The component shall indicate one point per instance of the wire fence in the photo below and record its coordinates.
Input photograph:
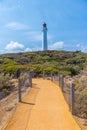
(9, 103)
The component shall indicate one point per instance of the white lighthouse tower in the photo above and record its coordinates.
(44, 37)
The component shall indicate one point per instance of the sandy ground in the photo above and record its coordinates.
(43, 108)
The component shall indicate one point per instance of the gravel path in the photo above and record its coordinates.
(43, 108)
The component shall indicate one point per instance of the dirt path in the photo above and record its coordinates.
(44, 108)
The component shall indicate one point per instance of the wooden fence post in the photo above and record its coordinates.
(30, 75)
(72, 94)
(59, 80)
(51, 76)
(43, 74)
(19, 90)
(62, 82)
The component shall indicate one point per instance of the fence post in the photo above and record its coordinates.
(72, 93)
(62, 82)
(19, 90)
(59, 80)
(51, 76)
(30, 79)
(43, 74)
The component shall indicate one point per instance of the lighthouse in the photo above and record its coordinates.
(44, 37)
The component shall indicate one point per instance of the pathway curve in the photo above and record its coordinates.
(43, 108)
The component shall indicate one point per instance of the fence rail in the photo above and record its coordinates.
(9, 103)
(78, 107)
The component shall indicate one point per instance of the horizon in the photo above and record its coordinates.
(21, 25)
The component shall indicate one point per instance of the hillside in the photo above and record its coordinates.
(67, 63)
(71, 64)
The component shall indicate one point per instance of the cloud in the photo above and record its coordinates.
(81, 47)
(57, 45)
(16, 26)
(14, 47)
(35, 36)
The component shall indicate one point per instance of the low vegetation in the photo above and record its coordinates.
(65, 62)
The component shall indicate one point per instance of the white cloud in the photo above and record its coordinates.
(57, 45)
(14, 47)
(36, 36)
(16, 26)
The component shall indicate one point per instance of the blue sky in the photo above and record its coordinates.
(21, 25)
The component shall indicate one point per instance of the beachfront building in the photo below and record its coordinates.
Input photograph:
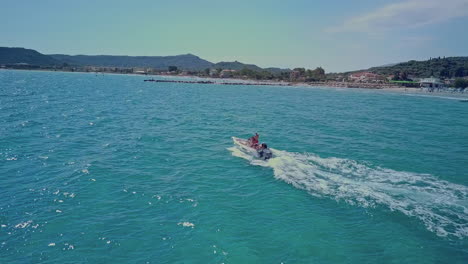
(431, 83)
(364, 77)
(226, 73)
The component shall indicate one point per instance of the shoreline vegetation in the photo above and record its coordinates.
(436, 74)
(232, 81)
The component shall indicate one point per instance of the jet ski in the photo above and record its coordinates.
(261, 153)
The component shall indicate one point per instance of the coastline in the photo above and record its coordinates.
(235, 81)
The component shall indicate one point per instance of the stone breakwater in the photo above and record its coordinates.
(221, 83)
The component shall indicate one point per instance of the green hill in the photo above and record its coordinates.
(450, 67)
(22, 55)
(185, 62)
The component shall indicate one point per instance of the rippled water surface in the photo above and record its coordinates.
(111, 169)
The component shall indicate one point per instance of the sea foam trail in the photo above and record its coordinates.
(442, 206)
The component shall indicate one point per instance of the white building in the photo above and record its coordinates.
(431, 83)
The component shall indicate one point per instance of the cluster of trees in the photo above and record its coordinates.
(461, 83)
(298, 74)
(400, 76)
(301, 74)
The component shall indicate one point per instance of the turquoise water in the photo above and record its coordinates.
(110, 169)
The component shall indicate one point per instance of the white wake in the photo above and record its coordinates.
(442, 206)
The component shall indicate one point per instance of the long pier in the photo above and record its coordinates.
(211, 82)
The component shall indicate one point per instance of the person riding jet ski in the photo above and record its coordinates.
(253, 141)
(264, 152)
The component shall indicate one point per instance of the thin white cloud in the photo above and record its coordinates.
(408, 14)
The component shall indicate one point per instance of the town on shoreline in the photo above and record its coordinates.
(445, 74)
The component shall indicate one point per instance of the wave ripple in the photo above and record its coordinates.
(442, 206)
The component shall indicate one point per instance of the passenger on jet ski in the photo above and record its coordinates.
(253, 141)
(264, 152)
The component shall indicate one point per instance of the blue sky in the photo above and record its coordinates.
(337, 35)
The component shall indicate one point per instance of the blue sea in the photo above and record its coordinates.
(107, 168)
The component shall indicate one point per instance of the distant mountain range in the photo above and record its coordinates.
(438, 67)
(21, 55)
(183, 62)
(186, 62)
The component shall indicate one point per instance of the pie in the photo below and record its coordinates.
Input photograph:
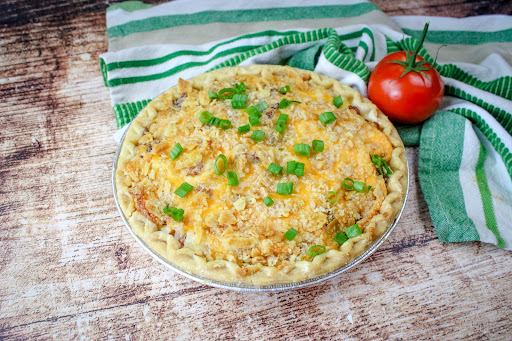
(260, 175)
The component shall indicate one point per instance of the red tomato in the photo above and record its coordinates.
(409, 99)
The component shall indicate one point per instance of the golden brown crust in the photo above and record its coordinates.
(183, 252)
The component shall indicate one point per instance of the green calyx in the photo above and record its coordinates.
(410, 64)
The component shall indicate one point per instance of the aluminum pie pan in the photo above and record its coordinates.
(241, 287)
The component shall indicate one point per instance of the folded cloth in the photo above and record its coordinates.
(465, 159)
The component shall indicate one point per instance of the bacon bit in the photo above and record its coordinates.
(353, 107)
(196, 170)
(140, 205)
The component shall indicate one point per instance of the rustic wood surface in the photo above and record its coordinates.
(69, 269)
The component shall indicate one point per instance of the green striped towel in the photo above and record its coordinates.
(465, 165)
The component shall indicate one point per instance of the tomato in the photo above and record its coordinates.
(409, 98)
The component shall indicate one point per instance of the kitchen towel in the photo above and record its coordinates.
(465, 159)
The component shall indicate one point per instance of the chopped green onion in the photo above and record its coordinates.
(299, 169)
(214, 121)
(232, 179)
(337, 101)
(254, 120)
(258, 135)
(302, 149)
(239, 88)
(359, 186)
(353, 231)
(380, 162)
(285, 103)
(291, 233)
(176, 151)
(327, 117)
(216, 168)
(284, 89)
(285, 188)
(205, 117)
(274, 168)
(239, 101)
(332, 197)
(268, 201)
(280, 127)
(226, 93)
(340, 238)
(178, 217)
(282, 118)
(290, 167)
(348, 183)
(316, 250)
(225, 124)
(184, 189)
(244, 129)
(318, 145)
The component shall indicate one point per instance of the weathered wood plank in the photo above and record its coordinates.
(70, 269)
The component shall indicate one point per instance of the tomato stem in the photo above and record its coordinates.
(412, 61)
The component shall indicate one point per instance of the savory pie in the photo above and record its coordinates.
(260, 174)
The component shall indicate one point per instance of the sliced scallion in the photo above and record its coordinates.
(244, 129)
(268, 201)
(183, 189)
(258, 135)
(299, 169)
(327, 117)
(290, 167)
(353, 231)
(318, 145)
(291, 233)
(285, 188)
(254, 120)
(205, 117)
(213, 95)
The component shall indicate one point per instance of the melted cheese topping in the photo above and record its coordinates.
(232, 223)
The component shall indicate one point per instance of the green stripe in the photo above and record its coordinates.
(440, 157)
(129, 6)
(179, 68)
(491, 136)
(150, 62)
(127, 111)
(239, 16)
(485, 193)
(463, 37)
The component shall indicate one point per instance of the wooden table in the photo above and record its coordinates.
(70, 269)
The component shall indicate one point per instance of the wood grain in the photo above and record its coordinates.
(69, 269)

──────────

[Exercise goal]:
Starting at the line that contains "of the melted", output each remaining line of the listing, the last line included, exactly as it appears.

[Exercise solution]:
The component shall indicate one point per instance of the melted cheese topping in the photo above and record its coordinates.
(232, 223)
The component shall indicate one point per instance of the green stripe in the photo above and record its coordinates.
(440, 157)
(129, 6)
(179, 68)
(491, 136)
(150, 62)
(127, 111)
(239, 16)
(485, 193)
(463, 37)
The component shall indicate one point per instance of the wooden table in the photo above and record its coordinates.
(70, 269)
The component shall indicate one point per instance of the wood grain in the photo above and record its coordinates.
(69, 269)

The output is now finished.